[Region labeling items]
==========
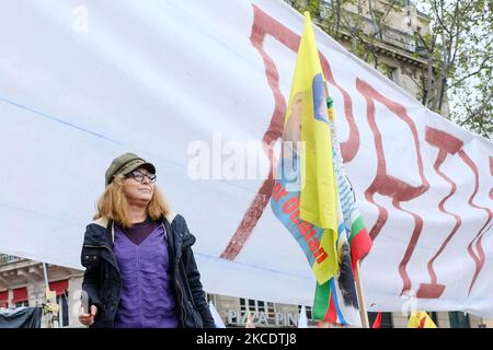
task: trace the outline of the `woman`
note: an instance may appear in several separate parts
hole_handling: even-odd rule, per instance
[[[82,247],[82,289],[91,327],[215,327],[185,219],[171,213],[156,167],[133,153],[116,158]]]

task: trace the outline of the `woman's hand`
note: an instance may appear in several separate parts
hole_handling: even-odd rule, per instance
[[[95,305],[91,305],[91,313],[84,314],[83,307],[79,311],[79,320],[84,326],[91,326],[94,323],[95,314],[98,313],[98,307]]]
==========
> INSTRUCTIONS FOR THE TASK: Rewrite every line of the items above, including the tracing requests, multiplying each polygon vertex coordinate in the answers by 0.9 and rounding to whole numbers, with halves rounded up. Leave the pictures out of your reply.

> COMPLETED EXERCISE:
task: trace the outline of the `woman`
note: an instance may appear in several separate parts
hole_handling: even-odd rule, per instance
[[[74,222],[74,260],[82,294],[194,294],[167,197],[154,192],[140,150],[120,138],[104,142]]]

task: trace the outline of the `woman's hand`
note: an instance may appear in several separate parts
hole_handling: even-odd rule, per instance
[[[86,275],[82,275],[82,282],[76,283],[75,276],[71,280],[71,288],[76,293],[82,293],[85,291],[86,283],[88,282],[88,276]]]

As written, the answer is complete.